------ Source passage

By Jess Rigel, 2014 Eco-Steward
It’s been a while since I was blessed to travel to Gainesville to participate with the Eco-Stewards in a week of education, communion with nature and overall bliss. But since then, I’ve been pretty busy. Too busy in fact, to reflect much on how that trip helped shape my values around the sacred nature of earth care, and particularly, how it challenged my views surrounding food justice issues. As a Seminarian, I have spent the past several months learning and reflecting on academic aspects of theology, not necessarily practical ones. And though I am taking a class next semester focused on Food and Scripture (!!!), most of my theology classes deal little with land and food issues, if they do so at all.
However, during my Christmas break, I was given the opportunity to do some service work with my mother. My parents live in Florida, in a county a few hours south of Gainesville that is known for its food insecurity. My mother volunteers once a week with the local school district, packing bags of non-perishable food for each school’s homeless youth. Though these youth usually have shelter of some sort, it’s not a home, but rather a hotel, or a temporary stint in a relative’s house; and so on weekends, they receive supplemental food when the Federal school lunch and breakfast programs aren’t available to them.
For a few hours, I helped my mother stuff bags with 2 breakfasts, 2 main meals, fruit, and 2 snacks—most of which, because they must be both non-perishable and kid-friendly, have little to no nutritional value. I was helping to feed the working poor—those most traditionally vulnerable to diabetes, hypertension, and stroke—with Pop-Tarts, sugar cereal, fruit in syrup, and sodium-laden Ramen dinners. While I am not a food snob, and while I know any food is better than no food, I also know through the thoughtfulness of the Eco-Stewards Gainesville Program, that another, better means of providing food for hungry people is possible.

------------

**Exercise description:** Resume the essay about packing weekend food bags and the Eco-Stewards program, picking up right after its last sentence.

------ Data for review

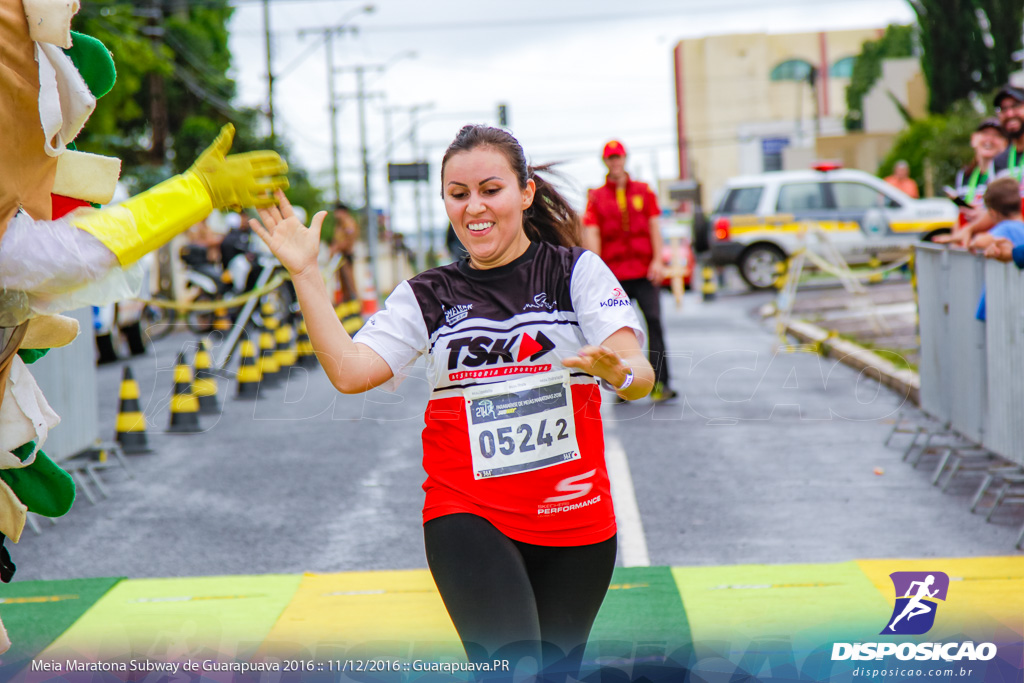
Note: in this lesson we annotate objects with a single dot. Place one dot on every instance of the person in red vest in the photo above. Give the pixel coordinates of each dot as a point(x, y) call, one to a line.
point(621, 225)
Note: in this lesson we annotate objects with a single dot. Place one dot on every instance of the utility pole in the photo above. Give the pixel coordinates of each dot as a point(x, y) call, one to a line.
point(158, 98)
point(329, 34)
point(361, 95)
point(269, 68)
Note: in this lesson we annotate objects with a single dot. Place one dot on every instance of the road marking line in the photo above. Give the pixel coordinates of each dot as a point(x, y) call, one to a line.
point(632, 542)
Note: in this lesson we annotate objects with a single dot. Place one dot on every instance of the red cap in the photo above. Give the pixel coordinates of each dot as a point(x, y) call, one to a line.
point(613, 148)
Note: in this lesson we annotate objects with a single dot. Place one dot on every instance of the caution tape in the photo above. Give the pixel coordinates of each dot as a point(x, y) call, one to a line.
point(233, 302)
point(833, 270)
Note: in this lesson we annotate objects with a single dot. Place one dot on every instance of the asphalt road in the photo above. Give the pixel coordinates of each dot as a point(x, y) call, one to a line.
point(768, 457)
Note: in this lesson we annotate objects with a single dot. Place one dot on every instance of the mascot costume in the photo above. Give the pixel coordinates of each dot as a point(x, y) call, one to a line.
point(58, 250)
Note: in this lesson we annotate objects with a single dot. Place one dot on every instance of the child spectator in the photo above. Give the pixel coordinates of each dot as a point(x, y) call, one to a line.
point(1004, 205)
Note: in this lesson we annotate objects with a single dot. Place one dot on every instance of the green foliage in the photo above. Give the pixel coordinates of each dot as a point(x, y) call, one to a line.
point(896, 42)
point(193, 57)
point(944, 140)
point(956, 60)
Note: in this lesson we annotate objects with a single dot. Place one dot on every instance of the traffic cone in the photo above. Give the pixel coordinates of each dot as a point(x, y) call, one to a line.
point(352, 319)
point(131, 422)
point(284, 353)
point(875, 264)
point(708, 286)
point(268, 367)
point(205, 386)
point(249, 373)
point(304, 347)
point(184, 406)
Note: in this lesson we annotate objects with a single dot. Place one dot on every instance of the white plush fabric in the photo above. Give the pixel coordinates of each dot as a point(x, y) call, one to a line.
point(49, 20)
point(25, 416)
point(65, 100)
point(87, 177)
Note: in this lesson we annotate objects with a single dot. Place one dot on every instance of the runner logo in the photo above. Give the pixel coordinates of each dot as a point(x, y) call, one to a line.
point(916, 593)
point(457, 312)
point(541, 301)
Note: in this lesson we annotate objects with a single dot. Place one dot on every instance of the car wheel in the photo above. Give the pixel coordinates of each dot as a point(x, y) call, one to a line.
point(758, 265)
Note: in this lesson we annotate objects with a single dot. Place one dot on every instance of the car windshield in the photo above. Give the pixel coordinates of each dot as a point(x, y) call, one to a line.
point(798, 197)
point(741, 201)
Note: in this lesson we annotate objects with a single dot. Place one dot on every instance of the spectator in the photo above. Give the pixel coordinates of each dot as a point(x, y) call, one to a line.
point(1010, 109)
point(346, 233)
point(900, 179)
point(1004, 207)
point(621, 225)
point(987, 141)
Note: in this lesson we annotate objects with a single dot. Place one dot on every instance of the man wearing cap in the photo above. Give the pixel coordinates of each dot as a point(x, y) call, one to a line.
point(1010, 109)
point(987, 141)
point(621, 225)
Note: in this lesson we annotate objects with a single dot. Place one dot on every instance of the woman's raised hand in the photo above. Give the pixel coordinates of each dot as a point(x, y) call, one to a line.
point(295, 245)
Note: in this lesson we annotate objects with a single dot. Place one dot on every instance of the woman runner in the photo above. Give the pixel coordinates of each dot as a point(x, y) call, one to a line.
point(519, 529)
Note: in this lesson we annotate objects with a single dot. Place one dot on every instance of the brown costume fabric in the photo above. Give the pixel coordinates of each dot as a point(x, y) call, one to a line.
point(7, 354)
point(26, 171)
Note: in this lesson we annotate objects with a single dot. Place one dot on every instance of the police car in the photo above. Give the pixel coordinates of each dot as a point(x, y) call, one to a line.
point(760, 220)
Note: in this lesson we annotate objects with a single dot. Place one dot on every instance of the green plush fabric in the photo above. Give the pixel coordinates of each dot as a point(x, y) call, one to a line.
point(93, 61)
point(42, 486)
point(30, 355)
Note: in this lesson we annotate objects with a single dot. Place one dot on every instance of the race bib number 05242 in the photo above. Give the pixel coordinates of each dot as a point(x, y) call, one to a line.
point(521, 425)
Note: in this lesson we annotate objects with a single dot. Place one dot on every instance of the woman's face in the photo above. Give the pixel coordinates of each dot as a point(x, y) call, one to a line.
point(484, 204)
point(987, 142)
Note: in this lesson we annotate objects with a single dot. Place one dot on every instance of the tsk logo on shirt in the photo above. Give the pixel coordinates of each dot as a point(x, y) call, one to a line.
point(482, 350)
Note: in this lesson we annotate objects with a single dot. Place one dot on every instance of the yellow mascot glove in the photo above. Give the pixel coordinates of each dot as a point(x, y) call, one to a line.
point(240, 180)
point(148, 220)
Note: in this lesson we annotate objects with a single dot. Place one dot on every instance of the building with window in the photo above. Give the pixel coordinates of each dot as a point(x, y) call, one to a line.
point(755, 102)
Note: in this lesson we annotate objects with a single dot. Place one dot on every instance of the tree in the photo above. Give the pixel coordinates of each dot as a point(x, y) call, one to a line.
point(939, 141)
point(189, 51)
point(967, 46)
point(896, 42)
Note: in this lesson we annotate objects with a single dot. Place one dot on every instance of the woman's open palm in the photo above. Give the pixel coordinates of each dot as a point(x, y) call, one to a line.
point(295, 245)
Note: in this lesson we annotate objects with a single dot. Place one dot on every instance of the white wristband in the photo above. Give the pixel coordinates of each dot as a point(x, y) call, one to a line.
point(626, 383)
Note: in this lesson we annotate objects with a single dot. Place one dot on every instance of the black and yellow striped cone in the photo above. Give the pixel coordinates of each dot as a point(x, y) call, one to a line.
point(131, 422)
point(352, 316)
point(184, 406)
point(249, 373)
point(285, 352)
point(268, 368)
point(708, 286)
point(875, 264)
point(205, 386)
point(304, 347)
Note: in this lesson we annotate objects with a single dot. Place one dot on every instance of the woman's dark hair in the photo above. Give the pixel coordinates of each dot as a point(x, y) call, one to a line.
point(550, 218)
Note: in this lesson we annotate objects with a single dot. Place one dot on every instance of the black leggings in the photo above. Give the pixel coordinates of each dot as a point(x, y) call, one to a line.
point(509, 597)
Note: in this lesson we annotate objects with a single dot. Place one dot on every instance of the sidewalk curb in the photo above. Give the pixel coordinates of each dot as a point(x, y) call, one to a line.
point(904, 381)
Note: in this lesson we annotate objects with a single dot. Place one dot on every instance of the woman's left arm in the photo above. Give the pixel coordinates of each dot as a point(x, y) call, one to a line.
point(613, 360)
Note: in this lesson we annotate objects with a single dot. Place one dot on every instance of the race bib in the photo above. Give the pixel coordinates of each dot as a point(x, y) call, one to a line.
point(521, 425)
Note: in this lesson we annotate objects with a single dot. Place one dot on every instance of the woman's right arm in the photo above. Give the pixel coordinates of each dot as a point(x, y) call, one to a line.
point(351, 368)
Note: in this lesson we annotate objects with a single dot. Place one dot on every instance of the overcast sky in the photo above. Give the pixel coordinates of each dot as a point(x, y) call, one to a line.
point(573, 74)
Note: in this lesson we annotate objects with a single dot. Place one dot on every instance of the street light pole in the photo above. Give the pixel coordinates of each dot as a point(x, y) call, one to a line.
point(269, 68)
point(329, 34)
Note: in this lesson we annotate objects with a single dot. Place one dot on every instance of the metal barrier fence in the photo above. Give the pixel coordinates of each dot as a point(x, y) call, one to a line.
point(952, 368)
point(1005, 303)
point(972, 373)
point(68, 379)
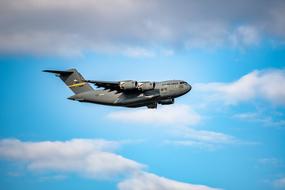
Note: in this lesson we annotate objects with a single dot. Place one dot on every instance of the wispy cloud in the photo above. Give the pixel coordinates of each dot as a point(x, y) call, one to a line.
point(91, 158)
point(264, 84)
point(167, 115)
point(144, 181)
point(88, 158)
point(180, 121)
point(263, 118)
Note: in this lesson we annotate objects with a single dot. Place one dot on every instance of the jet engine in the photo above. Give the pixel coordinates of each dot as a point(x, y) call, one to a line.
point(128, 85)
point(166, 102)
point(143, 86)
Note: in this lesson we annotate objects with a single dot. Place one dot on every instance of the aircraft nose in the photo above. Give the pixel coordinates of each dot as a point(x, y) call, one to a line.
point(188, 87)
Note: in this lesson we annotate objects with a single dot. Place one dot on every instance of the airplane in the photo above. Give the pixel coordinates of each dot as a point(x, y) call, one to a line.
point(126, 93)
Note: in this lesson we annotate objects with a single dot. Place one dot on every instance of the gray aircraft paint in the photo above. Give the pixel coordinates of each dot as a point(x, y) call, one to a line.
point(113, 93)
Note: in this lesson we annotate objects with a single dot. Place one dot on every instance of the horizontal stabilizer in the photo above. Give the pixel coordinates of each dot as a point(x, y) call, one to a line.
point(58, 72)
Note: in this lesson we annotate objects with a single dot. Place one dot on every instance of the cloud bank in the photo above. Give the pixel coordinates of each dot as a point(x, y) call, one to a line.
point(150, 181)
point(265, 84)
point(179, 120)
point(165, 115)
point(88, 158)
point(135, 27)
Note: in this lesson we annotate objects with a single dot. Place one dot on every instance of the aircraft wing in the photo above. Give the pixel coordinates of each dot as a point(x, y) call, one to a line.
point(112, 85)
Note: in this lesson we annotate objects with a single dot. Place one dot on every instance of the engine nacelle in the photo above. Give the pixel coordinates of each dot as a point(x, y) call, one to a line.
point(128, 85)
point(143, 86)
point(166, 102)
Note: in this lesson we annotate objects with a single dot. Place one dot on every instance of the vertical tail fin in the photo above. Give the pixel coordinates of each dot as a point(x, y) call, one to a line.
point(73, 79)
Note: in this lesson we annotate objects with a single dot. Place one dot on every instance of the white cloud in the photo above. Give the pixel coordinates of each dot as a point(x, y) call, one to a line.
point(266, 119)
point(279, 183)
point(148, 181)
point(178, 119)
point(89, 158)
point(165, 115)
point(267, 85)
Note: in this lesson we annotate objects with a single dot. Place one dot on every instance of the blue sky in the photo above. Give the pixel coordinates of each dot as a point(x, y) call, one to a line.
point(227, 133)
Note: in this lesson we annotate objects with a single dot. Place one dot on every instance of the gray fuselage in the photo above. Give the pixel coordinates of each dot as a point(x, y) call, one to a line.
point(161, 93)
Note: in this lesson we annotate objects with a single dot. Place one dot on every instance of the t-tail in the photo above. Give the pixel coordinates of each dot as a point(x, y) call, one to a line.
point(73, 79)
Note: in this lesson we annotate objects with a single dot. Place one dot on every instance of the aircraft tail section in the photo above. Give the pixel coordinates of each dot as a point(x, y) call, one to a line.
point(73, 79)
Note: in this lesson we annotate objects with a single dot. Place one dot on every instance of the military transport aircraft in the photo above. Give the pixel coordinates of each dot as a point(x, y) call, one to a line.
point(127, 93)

------------

**Result for this exercise:**
Our trip to the Gainesville Catholic Worker Hospitality House exemplified how programs attempting to thwart food insecurity can provide not just food, but nourishment, in a way that is community-focused, nutritionally-dense, and ecologically- sustainable. As our host and fellow Eco-Steward Daniel Loya explained, folks in Gainesville aren’t calorie-deficient—there are plenty of feeding programs throughout the city—they are nutrient deficient. Through partnering with local farms and home-cooking multiple meals a day, as well as serving, hosting, and sharing those meals with all who show up hungry for food and community, Daniel and his fellow Catholic Workers and volunteers are directly fulfilling Christ’s call to feed His sheep, as well as gaining strong relationships with those they serve, and with one another.

Another “feeding” program that focused on health and nutrition that we were blessed to visit in Gainesville was through the Alachua County School District. We visited a local elementary school, where we not only shared a nutritious and delicious lunch, but also learned about how the school has busied itself implementing both a USDA Farm to School Grant as well as their Fresh Fruit and Vegetable Program. We were told about how students have been exposed to new varieties of vegetables, such as “atomic red” and “purple dragon” carrots, and how through such exposure, they’re consuming more vegetables. We also learned about how the Alachua County School District is sponsoring family events, to get parents and grandparents on board about nutrition. The Alachua County Farm to School program even has a Farm to School Work Hub through Loften High School that gives students agricultural skills and lets them share the produce they grow with their fellow students through the school lunch program!

While neither of these programs addresses all the links between hunger and the empty calories that lead to health problems among too many of our nation’s citizens, they are drawing attention to the dichotomies of many well-intentioned food service programs, and making a positive, tangible difference in the Gainesville community. Furthermore, both the Gainesville Catholic Worker House of Hospitality and the Alachua County Farm to School program serve as beacons to other communities—giving us hope that we might model them and best meet the needs of the hungry who surround us, seen and unseen, no matter where we live.